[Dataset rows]
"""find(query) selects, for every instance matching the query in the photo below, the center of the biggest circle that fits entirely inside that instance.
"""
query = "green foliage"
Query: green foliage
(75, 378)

==

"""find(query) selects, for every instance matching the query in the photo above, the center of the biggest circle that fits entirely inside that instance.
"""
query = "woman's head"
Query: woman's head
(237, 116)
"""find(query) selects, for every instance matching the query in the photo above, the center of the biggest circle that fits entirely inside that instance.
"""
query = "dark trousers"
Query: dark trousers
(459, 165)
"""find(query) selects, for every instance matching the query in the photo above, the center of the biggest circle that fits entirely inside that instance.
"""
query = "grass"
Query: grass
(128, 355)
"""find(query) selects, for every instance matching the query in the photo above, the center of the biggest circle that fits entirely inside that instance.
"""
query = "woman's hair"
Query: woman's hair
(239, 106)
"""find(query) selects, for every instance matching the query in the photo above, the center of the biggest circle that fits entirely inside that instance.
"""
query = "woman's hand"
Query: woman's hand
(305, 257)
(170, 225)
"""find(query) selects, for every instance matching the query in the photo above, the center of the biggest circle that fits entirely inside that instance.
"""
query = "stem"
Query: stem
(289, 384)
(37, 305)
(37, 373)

==

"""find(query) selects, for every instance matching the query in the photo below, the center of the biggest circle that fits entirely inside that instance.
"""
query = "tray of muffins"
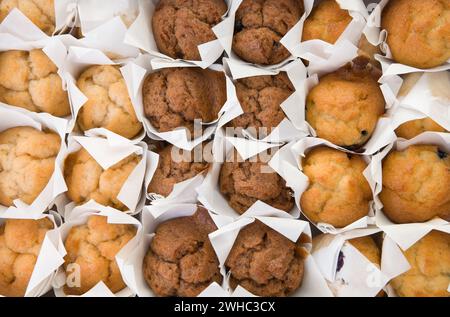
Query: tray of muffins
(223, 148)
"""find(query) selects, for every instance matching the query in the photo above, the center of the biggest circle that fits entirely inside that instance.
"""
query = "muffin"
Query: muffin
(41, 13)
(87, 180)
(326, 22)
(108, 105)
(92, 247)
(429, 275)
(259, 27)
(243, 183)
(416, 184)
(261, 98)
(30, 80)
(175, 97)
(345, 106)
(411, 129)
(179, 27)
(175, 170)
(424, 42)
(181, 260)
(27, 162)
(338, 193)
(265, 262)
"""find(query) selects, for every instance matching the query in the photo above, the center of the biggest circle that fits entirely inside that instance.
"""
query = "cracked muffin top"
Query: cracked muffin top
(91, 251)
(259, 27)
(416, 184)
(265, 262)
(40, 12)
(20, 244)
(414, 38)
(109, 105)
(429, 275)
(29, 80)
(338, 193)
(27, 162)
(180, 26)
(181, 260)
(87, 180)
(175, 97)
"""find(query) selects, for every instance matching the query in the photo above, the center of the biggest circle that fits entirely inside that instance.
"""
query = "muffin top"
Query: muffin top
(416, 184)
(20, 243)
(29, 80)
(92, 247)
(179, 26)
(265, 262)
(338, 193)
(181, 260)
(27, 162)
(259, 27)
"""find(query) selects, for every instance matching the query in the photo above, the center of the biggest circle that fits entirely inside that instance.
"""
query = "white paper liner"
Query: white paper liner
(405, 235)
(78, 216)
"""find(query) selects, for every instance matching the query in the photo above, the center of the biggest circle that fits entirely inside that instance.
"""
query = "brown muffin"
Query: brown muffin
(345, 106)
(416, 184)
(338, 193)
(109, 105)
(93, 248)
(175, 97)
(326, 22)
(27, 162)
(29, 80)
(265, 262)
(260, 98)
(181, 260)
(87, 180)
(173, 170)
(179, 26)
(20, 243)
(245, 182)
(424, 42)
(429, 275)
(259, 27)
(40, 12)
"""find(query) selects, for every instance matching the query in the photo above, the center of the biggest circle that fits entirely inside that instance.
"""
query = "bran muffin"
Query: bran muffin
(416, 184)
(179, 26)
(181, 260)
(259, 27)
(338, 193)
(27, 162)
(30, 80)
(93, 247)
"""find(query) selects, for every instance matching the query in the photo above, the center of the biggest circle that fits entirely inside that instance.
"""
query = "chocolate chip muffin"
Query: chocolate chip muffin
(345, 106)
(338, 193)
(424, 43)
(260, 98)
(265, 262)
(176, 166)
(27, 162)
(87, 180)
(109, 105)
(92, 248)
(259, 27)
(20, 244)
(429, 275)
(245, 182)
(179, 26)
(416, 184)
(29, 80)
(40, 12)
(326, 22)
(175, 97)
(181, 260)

** TASK STATEMENT **
Select and copy every line in the material above that contains the word "tray". Case counts, so copy only lines where it appears with that exact capitalization.

** THE ANSWER **
query = "tray of muffins"
Query: tray of muffins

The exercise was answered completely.